On the front page of the Sunday Samoan of 14 October 2018, the headline read: “Govt. can assist cash-strapped firms.” The story referred to a Government policy that allows certain companies to pay their import duty after 30 days – but only if they pay 50 per cent of the tax upfront.
This was confirmed by the Minister of Revenue, Tialavea Tionisio Hunt, in response to questions from the Sunday Samoan.
You see we’ve been told that several local companies are being allowed to take their goods from the wharf and sell them before they pay the duty. Immediately you know something is not right here. If businesses are doing that, no wonder the Government finances, especially when it comes to revenue collection, are in the red? This probably then explains why the Government continues to hike different taxes and force more people to pay taxes to make up this shortfall.
To be fair to Minister Tialavea, the system people in Customs often refer to as the “side release” had existed long before he became the Minister. The system by the way allows the taking of goods and paying later.
“The law states that pre-release of cargo can be applied to individuals,” the Minister said.
“However, 50 per cent up front and a 30-day deadline to settle the payment to the Government, but this is not applied to business goods. The containers are only allowed for release once the duty taxes are paid in full.”
Now remember that this is Samoa, there is always the exception. There is the law and then there is the Minister’s interpretation.
It’s a fine line to walk folks.
“For me as a Minister if a business is strap for cash flow, I would help them release their goods and they can pay their taxes within thirty days,” he said.
“We have to apply common sense. This was my decision although it is not in line with the law.”
“I am thinking of the bigger picture, if the Government does not help these businesses, they would eventually close down, and the employees would lose their jobs. And we would not collect any revenues.”

> **Record set**
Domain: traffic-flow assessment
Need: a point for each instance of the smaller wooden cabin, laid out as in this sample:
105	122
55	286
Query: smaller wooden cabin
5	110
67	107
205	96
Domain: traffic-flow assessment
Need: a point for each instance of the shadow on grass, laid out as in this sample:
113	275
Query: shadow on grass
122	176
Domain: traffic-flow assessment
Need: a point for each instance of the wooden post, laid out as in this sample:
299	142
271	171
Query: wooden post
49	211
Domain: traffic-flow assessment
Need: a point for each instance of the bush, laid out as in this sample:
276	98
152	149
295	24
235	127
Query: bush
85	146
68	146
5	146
---
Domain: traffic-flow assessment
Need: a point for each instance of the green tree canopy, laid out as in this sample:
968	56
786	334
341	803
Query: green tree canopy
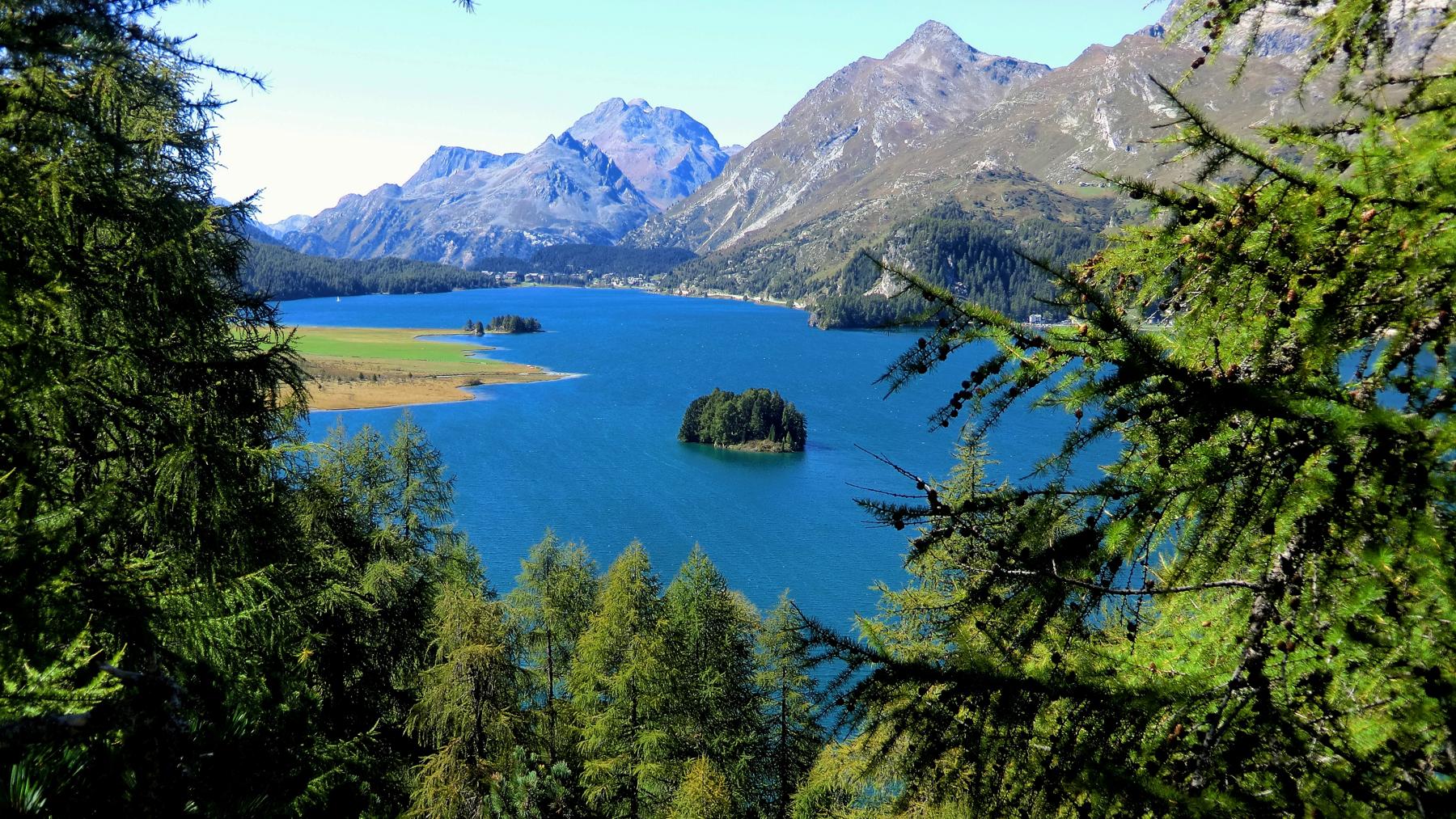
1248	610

> **Exercise task**
In the text on Samoa's import duty, what share of the tax must certain companies pay upfront to delay the rest by 30 days? These lines come from a separate source.

> **Solved exercise**
50 percent